■ REQUIRED TASK:
Switch "raised hand" to "lifted hand" in the rows below, keeping every other word the same. Leave the pictures out when you write the rows again.

^^^^

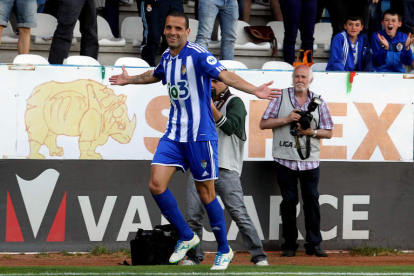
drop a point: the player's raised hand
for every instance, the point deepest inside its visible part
(266, 92)
(120, 79)
(409, 41)
(383, 41)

^^^^

■ RESPONSE TO THE EXERCISE:
drop a point: the player's lifted hand
for every instance, the point deepest inside its visible part
(266, 92)
(120, 79)
(409, 41)
(383, 41)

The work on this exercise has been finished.